### Objective
Count the lines in the rows below that contain the string "truck", matching case exactly. Give only the number.

### Information given
————————
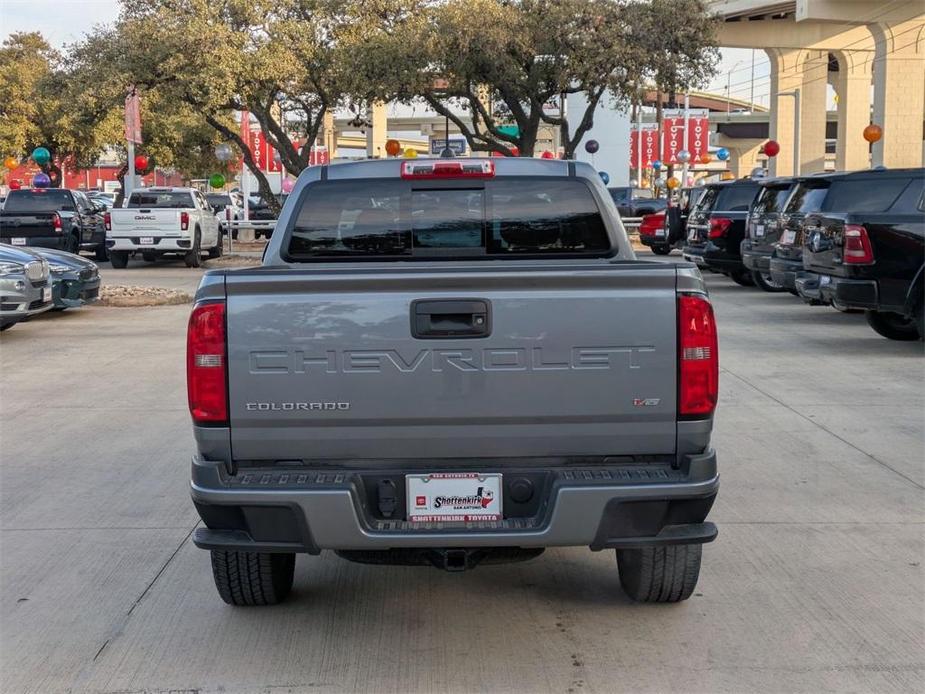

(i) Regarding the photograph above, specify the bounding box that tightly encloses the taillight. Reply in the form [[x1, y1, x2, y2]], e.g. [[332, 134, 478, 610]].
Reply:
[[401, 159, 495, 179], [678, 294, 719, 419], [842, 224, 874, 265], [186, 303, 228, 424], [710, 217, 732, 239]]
————————
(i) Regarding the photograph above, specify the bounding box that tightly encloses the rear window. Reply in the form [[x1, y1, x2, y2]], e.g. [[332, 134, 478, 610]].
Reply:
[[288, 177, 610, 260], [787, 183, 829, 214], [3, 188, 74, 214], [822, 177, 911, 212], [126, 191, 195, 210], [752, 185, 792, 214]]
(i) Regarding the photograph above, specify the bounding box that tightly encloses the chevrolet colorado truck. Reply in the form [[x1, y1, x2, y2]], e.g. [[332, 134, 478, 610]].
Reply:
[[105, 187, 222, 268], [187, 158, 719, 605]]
————————
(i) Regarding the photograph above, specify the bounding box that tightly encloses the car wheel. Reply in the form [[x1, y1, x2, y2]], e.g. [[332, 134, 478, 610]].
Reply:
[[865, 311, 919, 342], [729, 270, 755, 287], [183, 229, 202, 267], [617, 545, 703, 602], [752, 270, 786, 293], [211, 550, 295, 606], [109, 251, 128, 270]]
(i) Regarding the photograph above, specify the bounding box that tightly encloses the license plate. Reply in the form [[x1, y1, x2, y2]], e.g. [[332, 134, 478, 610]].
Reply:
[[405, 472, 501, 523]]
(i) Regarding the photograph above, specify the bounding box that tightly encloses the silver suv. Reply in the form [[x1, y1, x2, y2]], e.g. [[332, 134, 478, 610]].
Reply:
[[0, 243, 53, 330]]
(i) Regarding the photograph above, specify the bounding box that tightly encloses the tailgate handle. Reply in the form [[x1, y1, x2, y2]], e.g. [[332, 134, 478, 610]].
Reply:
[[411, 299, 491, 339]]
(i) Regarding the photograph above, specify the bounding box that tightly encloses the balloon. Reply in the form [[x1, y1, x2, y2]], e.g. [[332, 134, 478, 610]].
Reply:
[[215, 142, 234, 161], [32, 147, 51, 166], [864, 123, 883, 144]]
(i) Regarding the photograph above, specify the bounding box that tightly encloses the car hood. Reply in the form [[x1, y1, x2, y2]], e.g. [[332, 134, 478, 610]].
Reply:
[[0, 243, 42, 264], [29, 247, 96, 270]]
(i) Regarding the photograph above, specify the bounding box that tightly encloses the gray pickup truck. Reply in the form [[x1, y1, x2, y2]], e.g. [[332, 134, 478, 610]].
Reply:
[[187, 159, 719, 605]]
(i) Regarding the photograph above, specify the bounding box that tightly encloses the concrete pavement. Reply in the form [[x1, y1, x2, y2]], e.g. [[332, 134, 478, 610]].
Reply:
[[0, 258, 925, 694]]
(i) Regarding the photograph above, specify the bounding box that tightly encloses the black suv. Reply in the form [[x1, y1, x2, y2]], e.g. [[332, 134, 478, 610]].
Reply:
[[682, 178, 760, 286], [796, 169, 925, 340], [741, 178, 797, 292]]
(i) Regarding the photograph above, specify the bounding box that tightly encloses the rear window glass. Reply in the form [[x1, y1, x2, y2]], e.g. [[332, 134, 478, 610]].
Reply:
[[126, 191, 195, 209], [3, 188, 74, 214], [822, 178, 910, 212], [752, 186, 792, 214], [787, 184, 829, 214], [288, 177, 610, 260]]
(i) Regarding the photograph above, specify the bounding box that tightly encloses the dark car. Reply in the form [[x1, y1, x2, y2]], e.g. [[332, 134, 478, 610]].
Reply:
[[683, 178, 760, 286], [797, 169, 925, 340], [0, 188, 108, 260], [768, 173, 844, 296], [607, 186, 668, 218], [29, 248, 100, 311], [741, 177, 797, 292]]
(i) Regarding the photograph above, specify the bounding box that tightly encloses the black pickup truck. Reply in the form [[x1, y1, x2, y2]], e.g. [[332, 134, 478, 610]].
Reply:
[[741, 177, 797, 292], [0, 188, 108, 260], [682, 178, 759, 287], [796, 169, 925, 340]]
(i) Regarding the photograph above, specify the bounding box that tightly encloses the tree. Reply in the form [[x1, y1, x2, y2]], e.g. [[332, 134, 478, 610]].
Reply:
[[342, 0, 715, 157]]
————————
### Solution to the problem
3